Итак, мы читаем Донна за его пламенное воображение, за его глубокий и тонкий анализ, за его человечность, за его страсть, за его антисентиментальность, за его жадный поиск «своего собственного северо-западного прохода» в интеллекте и морали, за богатство и редкость драгоценных камней, которыми усыпано все его творчество, как проза, так и поэзия, за его современность и свежесть. Мы читаем Донна как средство от ленивого мышления: он освобождает нас от иллюзий.

IX ТАКАЯ КНИГА, КАК «ОПЕРА НИЩЕГО»

Можно представить, как Найджел Плэйфэр и Арнольд Беннетт внезапно начинают строить планы за сигарами после обеда. «Что нам делать дальше?» — жалобно спрашивает Н. П. «Разве нет никаких старых пьес, которые действительно хороши, но о которых публика ничего не знает?»

А. Б. устало встает и листает Додсли или Ниммо. «Мы не хотим посягать на владения "Феникса"», — ворчит он. «"Герцогиня Мальфи", "Вольпоне", "Все ради любви"... ты имеешь в виду что-то в этом роде?»

«Боже упаси, нет», — воинственно отвечает Найджел. «Я имел в виду что-то легкое — что-то с "изюминкой"».

«"Критик" или "Поездка в Скарборо"?» — спрашивает А. Б. Он начинает клевать носом и ему довольно скучно.

«Это для "Лирика", Хаммерсмит, нашего "Лирика", а не для ипподрома Тутинг-Бек или "Мосс Эмпайрс"».

«Ну, а как насчет "Оперы нищего"?» — отвечает А. Б. так вяло, что Найджел не слышит. Он повторяет это.

«"Оперы" чего?» — спрашивает Найджел. «Никогда не слышал».

«Я спою тебе несколько песен из нее», — говорит Арнольд, просыпаясь.

«Нет, нет, ради Бога, нет. Мы примем ее как спетую».

Я искренне верю, что именно так пьесы начинают ставить. Во всяком случае, именно так пьесы начинают читать.

В вашей старой библиотеке зарыты десятки вещей, но вы не возьмете на себя труд их откопать. Но теперь, ну, вам нужно только пообедать пораньше, сесть в отвратительное метро, пересечь еще более отвратительный Бродвей, и вы сможете увидеть «Оперу нищего», исполненную для вас на сцене самым изысканным образом. Вы можете прочитать ее самые пикантные кусочки во время антракта в издании в духе Мартина Секера, если ваш спутник пойдет в бар; это совсем не то, что пьеса, когда ее слушаешь. Глаз не так легко шокировать, как ухо. Но я отвлекаюсь от своей темы, которая звучит так: «Почему мы должны читать такую книгу, как "Опера нищего"» — вот мой тяжеловесный заголовок к этой главе.

Читайте «Оперу нищего», да, а затем посмотрите, не сможете ли вы найти десятки других забытых пьес, столь же достойных постановки, и поднимите такой шум вокруг них, что вскоре Найджел и Арнольд или какой-нибудь другой любитель театра будут вынуждены их поставить.

————

**ЗАДАНИЕ A:** Как короче изложить абзац фрагмента страницы, который начинается словами «В вашей старой библиотеке», с сохранением его основных фактов?

**ИСХОДНЫЕ ДАННЫЕ:**

————

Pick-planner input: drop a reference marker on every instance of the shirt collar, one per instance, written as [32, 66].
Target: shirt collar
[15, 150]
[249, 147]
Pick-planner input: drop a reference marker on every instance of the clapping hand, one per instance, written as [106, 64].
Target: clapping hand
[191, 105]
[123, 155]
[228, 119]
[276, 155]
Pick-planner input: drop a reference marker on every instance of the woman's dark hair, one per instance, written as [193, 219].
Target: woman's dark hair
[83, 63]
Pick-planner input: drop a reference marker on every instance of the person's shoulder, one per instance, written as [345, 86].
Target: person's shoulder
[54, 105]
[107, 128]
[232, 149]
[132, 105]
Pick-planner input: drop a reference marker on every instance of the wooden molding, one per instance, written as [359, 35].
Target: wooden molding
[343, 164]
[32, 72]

————

**ЗАДАНИЕ B:** Выведите заново строки списка, начиная со строки, где есть «as [359, 35].», и до конца списка, вместе с запросами. При этом сместите на -92 каждое число в координатах точек из ответов.

**ПРАВИЛЬНЫЙ ОТВЕТ A:** В старой библиотеке зарыты десятки вещей, но их никто не станет откапывать. Теперь же достаточно пораньше пообедать, проехать на метро и пересечь Бродвей, и можно увидеть изысканную постановку «Оперы нищего». Ее самые пикантные места можно прочитать в антракте в издании в духе Мартина Секера, но это совсем не то, что слушать пьесу: глаз шокировать труднее, чем ухо. Автор признает, что отвлекся от темы главы: «Почему мы должны читать такую книгу, как "Опера нищего"».

**ПРАВИЛЬНЫЙ ОТВЕТ B:**
Pick-planner input: drop a reference marker on every instance of the wooden molding, one per instance, written as [359, 35].
Target: wooden molding
[251, 72]
[-60, -20]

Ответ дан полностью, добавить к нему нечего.